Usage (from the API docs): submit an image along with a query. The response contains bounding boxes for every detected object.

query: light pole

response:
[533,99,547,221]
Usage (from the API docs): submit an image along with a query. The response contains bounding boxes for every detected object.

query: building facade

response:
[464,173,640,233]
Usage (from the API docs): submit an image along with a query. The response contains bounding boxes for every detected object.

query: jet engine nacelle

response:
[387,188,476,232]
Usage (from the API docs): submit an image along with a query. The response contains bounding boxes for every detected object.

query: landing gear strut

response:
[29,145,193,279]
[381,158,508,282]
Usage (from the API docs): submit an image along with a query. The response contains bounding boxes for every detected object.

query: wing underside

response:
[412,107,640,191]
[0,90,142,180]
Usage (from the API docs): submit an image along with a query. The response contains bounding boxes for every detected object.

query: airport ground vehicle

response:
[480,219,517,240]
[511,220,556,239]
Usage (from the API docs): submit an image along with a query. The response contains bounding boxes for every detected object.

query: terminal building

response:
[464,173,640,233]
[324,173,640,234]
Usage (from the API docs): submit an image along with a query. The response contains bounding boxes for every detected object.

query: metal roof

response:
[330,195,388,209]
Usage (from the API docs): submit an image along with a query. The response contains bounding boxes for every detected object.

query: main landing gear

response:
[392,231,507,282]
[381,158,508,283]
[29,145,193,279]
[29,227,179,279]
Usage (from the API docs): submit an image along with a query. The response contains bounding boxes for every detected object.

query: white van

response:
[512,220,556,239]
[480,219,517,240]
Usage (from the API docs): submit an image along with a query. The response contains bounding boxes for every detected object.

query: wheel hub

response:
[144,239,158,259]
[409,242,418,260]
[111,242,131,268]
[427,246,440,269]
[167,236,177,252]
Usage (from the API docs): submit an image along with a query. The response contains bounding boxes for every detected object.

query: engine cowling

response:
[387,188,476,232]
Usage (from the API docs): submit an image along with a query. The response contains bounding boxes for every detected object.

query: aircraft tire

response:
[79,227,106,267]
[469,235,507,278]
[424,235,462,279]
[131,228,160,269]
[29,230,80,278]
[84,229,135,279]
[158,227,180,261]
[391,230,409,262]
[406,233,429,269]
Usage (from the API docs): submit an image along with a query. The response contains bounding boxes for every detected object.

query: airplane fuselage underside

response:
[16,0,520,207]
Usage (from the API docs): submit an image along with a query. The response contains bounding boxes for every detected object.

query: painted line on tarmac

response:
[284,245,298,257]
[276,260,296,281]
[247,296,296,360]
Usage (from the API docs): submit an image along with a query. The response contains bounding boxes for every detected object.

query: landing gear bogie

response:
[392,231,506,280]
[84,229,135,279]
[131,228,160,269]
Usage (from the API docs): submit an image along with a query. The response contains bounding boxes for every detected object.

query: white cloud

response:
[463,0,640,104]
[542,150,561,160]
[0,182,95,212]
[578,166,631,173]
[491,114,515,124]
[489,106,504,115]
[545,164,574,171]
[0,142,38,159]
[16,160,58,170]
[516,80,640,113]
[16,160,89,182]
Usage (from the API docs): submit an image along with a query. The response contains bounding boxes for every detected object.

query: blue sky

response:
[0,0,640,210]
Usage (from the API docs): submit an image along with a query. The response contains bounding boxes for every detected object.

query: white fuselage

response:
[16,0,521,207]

##############################

• OBJECTIVE
Could you copy out, character for character, everything from the start of the records through the line containing "[533,99,547,221]", with both ends included?

• EXERCISE RESULT
Usage (from the API docs): submit an image along with a query. The response contains bounding boxes for every detected object.

query: light pole

response:
[533,99,547,221]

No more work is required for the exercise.